SHORT TASK | Rewrite everything in the material below from the line containing "of the pine" down to the line containing "Target: pine tree", replacing "pine tree" with "fir tree" and leaving all else unchanged.

(Dataset items)

• • • • • • •

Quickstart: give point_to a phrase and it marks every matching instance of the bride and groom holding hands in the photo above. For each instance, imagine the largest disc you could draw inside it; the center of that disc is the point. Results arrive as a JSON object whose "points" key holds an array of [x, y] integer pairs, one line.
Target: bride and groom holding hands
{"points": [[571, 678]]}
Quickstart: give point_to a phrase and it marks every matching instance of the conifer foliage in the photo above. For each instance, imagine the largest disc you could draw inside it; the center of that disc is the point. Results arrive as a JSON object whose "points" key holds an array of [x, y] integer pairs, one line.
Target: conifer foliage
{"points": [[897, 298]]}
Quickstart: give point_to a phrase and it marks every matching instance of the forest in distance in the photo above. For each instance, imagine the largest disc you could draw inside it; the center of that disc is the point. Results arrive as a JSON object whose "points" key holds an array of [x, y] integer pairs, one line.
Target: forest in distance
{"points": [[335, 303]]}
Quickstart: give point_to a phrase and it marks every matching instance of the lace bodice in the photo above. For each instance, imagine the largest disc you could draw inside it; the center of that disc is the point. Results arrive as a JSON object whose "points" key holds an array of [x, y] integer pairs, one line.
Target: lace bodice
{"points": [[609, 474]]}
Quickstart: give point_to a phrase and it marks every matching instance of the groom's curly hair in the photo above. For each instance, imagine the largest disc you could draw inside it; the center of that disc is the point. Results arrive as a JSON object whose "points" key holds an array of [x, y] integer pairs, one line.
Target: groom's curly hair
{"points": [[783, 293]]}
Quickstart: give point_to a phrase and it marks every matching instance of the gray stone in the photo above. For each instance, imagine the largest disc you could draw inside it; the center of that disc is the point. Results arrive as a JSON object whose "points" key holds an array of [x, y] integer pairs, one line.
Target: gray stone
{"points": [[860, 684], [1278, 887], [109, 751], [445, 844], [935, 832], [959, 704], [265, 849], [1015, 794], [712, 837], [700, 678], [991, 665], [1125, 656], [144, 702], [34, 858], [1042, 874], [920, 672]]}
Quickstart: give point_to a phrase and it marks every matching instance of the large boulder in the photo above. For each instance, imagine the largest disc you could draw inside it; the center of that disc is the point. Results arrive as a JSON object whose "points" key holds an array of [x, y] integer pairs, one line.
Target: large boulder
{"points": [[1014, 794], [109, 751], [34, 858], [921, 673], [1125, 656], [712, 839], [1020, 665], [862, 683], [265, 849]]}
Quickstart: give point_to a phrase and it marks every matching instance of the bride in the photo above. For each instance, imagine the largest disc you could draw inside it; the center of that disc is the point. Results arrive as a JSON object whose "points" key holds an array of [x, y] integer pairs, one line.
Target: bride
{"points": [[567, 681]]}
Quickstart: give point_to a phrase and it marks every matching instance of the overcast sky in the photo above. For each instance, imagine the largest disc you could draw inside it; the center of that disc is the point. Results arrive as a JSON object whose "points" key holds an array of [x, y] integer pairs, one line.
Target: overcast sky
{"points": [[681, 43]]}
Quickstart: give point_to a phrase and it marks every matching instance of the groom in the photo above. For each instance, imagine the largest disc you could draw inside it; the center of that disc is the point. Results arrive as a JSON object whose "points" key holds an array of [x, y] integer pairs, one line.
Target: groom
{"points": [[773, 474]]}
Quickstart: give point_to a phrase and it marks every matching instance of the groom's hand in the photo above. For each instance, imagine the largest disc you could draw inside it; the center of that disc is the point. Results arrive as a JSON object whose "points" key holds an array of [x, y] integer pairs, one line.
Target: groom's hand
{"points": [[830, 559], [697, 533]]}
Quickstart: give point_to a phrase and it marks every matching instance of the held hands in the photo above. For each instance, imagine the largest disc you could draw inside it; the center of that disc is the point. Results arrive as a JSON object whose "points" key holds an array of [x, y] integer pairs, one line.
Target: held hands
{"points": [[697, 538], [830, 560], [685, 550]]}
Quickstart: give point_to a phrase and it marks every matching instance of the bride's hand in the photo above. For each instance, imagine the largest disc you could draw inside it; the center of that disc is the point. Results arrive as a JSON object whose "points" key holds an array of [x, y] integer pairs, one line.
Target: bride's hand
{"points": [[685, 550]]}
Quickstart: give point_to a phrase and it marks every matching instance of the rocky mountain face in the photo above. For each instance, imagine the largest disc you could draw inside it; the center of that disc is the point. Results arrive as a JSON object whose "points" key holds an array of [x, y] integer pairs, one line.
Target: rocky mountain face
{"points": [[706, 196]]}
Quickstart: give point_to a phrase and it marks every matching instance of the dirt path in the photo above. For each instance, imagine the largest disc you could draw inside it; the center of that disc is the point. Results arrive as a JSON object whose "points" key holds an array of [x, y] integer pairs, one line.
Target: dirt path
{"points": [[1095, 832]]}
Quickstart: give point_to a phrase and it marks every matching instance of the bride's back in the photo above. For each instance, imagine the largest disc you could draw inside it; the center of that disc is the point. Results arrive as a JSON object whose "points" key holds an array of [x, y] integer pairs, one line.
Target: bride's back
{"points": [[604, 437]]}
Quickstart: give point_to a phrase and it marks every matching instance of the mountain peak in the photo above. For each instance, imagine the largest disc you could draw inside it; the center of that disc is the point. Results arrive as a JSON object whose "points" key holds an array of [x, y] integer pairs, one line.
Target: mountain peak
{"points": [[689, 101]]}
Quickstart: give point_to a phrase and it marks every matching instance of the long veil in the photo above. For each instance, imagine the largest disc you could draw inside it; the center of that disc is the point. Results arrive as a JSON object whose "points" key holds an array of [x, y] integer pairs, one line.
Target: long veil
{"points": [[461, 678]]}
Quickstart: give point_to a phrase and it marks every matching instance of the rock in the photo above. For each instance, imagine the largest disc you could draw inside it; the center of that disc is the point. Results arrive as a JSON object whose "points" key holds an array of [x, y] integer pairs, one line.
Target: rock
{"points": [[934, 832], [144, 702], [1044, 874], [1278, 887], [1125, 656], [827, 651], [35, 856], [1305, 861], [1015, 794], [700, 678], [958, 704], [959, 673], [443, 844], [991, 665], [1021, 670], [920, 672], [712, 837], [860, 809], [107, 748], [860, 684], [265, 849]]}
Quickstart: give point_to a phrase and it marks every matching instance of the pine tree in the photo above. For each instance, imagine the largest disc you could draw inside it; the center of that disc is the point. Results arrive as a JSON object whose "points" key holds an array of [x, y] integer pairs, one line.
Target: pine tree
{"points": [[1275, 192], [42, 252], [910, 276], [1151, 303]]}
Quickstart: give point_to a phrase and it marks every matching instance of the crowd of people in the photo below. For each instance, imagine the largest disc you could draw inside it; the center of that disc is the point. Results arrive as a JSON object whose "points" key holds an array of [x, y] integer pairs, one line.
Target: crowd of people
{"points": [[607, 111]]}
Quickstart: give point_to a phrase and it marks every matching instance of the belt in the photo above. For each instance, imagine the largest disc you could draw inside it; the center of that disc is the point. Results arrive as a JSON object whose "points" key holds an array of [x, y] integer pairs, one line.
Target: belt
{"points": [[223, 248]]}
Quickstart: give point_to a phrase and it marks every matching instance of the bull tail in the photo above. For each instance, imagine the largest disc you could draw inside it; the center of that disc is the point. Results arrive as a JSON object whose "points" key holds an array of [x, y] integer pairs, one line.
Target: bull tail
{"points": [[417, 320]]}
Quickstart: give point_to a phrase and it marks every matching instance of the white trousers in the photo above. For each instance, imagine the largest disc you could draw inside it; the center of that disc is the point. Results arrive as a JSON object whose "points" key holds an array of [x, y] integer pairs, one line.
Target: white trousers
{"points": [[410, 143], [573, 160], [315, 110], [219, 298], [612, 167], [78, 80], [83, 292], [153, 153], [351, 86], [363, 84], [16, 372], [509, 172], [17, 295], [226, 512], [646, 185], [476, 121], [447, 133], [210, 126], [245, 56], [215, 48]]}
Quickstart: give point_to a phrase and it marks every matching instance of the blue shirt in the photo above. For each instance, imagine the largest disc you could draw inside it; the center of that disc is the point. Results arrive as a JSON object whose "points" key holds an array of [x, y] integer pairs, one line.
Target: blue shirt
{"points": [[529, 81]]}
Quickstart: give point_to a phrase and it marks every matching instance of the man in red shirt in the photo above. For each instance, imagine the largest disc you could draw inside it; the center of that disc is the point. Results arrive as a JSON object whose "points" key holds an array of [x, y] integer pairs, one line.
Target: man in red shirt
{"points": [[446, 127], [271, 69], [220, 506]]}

• • • • • • •

WRITTEN ANSWER |
Quickstart: give point_to a phrase and it marks every matching instance of the fir tree in the photo above. For each instance, imagine the largest disc you could draw inside it; the center of that disc is the point. Results arrive as a JSON object whose "points" key holds an array of [x, y] integer pairs, one line.
Target: fir tree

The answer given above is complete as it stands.